> [BRIEF]:
Starting at the top of the records below, write out each line exactly as it stands, stopping after the line with "the black lettering"; exclude the pictures.

════════

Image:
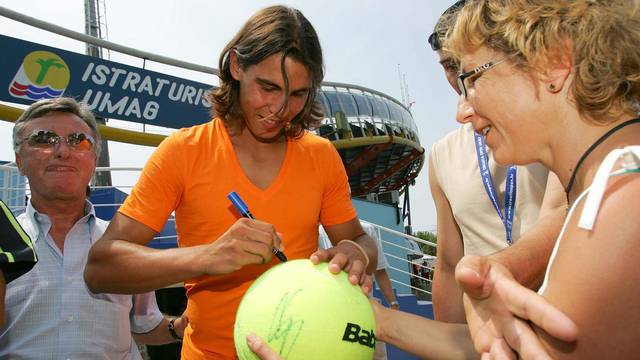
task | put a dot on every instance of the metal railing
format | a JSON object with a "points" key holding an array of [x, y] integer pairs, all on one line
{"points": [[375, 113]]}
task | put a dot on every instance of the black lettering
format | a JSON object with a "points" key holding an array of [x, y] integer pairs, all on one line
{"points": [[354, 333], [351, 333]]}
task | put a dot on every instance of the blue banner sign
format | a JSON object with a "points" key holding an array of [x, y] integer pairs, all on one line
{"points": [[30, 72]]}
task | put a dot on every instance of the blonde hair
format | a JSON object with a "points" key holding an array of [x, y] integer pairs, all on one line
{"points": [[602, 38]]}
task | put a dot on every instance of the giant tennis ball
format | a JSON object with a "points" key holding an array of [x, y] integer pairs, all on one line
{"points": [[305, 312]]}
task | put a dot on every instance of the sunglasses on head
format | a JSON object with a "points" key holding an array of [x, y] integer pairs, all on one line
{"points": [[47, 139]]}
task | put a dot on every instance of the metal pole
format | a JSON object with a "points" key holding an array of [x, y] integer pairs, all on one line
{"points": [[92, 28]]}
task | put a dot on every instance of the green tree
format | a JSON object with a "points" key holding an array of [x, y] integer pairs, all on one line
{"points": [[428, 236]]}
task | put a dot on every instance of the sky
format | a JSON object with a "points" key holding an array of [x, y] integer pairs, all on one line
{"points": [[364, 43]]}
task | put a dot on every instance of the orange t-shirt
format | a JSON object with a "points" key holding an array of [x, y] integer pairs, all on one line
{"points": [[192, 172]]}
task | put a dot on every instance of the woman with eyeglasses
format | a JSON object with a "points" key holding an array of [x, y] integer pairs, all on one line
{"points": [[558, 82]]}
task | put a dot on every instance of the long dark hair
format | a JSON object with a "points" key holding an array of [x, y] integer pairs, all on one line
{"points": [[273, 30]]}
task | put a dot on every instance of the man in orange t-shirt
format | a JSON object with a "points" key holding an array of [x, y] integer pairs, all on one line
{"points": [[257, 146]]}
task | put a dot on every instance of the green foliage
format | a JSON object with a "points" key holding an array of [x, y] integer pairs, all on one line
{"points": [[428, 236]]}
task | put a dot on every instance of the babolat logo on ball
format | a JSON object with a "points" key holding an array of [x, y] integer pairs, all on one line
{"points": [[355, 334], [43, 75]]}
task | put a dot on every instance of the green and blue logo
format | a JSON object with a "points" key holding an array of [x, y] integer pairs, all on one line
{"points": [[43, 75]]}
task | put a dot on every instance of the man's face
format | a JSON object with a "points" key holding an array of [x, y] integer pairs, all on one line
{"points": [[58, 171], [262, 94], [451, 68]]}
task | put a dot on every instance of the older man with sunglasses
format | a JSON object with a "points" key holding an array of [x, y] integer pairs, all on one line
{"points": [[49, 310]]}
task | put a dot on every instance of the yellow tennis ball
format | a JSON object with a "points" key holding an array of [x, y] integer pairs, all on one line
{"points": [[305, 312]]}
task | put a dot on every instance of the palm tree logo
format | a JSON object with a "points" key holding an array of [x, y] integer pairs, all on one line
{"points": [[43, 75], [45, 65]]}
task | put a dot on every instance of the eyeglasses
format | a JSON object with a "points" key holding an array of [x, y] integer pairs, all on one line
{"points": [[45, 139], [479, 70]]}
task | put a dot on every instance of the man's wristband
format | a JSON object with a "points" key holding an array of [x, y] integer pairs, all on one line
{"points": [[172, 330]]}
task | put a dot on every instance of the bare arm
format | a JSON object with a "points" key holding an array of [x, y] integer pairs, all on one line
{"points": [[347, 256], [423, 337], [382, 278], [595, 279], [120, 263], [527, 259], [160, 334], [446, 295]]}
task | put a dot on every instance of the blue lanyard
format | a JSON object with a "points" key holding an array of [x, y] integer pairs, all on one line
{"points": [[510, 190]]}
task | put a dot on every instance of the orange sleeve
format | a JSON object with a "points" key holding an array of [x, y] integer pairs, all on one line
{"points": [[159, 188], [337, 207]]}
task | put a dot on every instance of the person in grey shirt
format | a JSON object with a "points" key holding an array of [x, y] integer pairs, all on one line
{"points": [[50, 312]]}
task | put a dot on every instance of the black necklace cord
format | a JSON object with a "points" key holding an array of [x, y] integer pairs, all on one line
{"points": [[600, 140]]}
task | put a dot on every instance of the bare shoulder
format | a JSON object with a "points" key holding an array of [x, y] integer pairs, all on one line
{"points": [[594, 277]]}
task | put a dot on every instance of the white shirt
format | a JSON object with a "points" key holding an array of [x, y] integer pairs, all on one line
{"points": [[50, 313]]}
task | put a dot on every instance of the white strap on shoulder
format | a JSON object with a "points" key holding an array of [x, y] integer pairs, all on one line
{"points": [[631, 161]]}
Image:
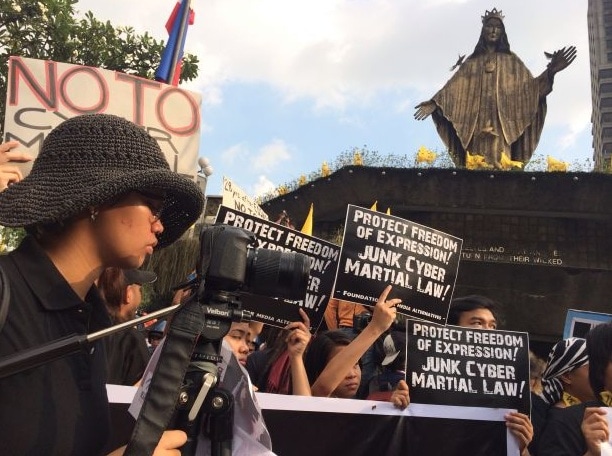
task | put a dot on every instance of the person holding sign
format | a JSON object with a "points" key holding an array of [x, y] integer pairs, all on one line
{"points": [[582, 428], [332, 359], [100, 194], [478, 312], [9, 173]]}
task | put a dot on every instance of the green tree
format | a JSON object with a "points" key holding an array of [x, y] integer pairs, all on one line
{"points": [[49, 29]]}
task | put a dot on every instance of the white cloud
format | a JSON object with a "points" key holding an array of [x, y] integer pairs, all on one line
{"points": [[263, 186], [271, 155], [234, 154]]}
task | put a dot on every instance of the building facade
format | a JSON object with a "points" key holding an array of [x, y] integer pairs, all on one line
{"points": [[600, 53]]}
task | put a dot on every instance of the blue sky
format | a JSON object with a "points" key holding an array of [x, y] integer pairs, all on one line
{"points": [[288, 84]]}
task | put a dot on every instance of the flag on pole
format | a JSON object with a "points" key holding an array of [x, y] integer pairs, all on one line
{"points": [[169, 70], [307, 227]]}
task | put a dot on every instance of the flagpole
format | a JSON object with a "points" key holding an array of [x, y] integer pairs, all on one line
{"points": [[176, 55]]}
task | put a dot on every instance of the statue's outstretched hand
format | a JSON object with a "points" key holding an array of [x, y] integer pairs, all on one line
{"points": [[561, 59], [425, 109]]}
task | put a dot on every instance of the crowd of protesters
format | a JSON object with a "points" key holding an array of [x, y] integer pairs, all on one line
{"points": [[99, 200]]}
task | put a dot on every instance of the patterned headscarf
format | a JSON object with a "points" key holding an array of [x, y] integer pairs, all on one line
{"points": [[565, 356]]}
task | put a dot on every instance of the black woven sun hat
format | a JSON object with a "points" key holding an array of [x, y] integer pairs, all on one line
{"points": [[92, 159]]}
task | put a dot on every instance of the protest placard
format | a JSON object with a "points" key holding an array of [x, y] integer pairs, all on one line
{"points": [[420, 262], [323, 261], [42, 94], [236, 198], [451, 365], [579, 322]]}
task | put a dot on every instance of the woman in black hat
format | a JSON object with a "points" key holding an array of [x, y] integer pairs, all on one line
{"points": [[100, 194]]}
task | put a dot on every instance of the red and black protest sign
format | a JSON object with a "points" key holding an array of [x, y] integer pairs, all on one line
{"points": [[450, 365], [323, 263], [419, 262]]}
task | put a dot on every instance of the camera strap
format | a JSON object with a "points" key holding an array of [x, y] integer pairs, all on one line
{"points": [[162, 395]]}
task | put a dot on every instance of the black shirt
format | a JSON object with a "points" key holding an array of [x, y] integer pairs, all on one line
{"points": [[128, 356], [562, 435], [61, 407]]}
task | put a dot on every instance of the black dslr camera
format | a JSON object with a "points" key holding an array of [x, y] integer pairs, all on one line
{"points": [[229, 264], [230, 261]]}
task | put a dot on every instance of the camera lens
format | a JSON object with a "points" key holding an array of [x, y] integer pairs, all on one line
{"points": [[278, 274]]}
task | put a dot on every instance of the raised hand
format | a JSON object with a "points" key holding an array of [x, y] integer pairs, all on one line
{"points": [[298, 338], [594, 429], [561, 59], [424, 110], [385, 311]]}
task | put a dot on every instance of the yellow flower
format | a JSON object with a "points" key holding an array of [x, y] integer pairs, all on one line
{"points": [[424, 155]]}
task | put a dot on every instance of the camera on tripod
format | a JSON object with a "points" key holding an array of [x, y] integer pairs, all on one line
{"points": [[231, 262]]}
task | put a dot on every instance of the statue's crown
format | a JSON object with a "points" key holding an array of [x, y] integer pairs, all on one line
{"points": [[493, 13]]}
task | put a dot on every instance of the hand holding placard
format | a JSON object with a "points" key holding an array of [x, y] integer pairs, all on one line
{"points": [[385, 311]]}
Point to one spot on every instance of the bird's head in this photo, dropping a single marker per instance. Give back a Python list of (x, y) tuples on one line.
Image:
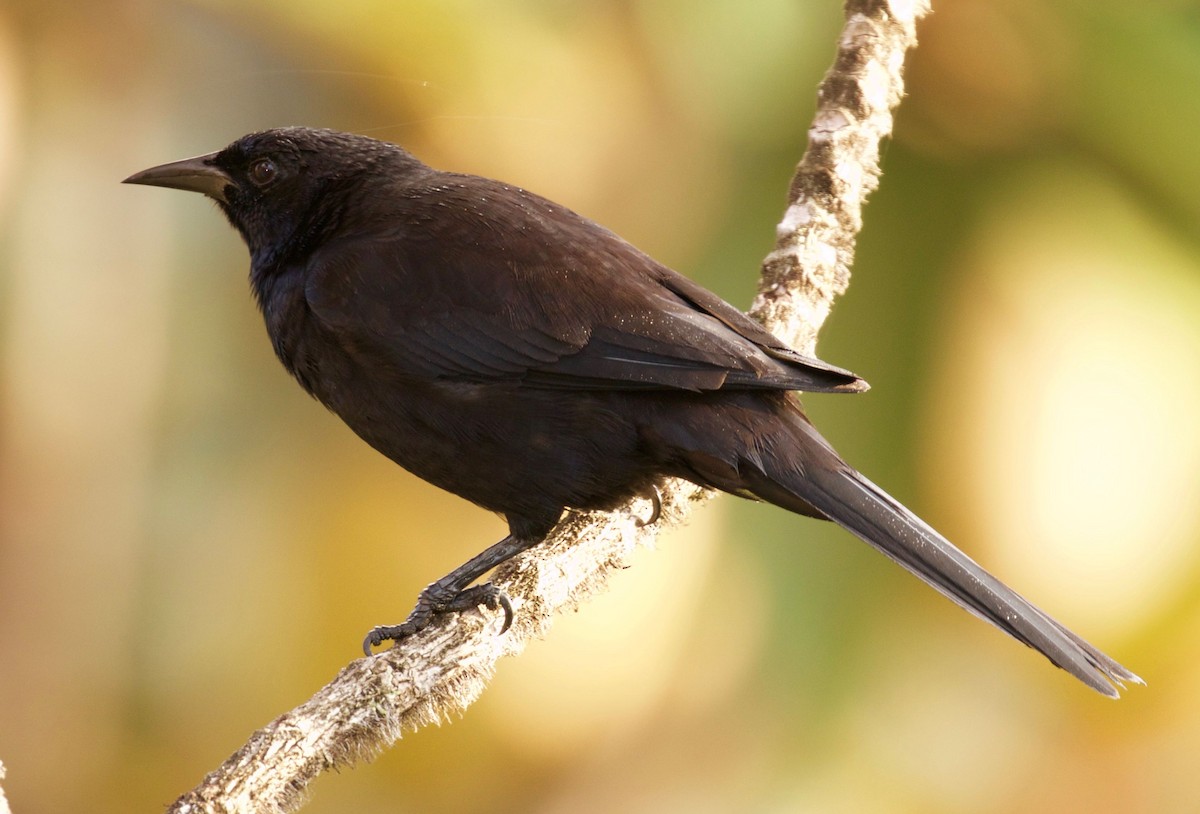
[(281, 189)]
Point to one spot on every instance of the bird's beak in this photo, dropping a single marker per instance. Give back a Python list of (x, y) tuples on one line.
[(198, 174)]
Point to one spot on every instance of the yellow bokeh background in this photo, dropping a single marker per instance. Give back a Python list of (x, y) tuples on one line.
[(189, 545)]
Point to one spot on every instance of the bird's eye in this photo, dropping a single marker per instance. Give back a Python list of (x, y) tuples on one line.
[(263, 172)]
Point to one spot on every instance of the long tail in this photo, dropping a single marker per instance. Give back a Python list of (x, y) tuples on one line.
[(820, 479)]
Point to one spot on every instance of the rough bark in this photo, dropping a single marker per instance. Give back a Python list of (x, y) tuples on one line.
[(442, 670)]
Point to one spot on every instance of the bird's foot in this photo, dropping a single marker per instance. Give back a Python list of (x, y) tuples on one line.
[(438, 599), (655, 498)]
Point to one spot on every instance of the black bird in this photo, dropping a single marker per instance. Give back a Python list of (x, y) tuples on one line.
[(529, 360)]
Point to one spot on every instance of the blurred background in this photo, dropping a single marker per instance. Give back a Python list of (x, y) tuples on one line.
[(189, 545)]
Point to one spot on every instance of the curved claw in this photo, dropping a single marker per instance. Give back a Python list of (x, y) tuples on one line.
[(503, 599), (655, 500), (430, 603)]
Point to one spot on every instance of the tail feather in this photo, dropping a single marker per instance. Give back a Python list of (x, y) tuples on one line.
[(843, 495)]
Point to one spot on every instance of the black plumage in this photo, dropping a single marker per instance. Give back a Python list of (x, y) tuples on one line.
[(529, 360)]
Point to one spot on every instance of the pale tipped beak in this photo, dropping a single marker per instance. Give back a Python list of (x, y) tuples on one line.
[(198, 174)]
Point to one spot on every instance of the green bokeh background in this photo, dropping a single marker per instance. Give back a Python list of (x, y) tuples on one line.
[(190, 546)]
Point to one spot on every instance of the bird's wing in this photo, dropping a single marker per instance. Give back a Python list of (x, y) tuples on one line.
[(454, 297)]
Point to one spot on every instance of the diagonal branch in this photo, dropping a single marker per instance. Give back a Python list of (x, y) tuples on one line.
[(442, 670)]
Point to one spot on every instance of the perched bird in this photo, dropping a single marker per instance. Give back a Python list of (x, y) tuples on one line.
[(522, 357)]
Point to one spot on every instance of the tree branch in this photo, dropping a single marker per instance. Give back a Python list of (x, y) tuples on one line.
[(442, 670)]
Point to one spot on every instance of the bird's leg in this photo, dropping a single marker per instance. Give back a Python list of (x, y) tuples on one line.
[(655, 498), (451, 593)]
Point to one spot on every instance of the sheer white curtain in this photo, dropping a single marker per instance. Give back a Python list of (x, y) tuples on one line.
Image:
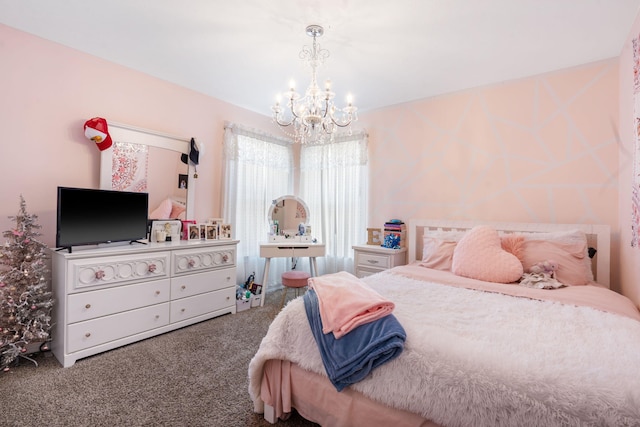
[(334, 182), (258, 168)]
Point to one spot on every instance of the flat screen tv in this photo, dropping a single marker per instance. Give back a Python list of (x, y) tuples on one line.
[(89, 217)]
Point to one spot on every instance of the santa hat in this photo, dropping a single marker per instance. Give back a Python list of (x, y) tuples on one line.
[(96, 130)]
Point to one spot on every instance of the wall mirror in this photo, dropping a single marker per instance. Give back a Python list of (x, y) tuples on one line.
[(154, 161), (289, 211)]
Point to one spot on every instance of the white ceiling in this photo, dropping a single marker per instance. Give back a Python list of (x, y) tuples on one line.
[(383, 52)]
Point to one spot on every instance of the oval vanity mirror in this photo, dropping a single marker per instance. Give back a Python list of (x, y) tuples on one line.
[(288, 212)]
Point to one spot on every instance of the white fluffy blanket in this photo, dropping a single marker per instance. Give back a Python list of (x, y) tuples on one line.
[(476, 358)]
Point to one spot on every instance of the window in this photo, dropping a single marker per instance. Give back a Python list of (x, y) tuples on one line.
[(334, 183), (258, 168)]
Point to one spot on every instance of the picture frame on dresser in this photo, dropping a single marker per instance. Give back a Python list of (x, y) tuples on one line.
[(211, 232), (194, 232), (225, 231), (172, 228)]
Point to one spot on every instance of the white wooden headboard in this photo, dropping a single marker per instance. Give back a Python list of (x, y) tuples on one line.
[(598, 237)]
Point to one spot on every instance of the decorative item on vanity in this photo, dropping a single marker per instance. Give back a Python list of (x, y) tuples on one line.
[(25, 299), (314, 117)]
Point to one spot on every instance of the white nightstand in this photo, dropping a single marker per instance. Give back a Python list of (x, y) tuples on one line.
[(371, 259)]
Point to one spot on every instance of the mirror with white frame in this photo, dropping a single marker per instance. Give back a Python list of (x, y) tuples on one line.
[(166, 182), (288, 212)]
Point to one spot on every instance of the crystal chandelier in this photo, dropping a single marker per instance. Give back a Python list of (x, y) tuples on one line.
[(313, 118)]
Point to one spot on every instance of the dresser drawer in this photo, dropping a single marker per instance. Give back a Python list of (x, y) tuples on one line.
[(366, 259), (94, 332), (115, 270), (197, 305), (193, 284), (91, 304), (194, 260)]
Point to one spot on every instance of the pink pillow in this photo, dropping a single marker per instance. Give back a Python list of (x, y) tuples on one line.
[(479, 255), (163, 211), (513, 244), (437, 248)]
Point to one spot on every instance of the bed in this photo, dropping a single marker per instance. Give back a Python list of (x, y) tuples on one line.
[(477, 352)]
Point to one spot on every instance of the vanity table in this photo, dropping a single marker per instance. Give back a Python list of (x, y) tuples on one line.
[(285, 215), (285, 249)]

════════

> [TASK RESULT]:
Image:
task | put a dot on every instance of the metal railing
format | a JSON object with a "points" key holding an array of [x, y] integer pairs, all on one line
{"points": [[375, 113]]}
task | put a dot on every instance of the black lettering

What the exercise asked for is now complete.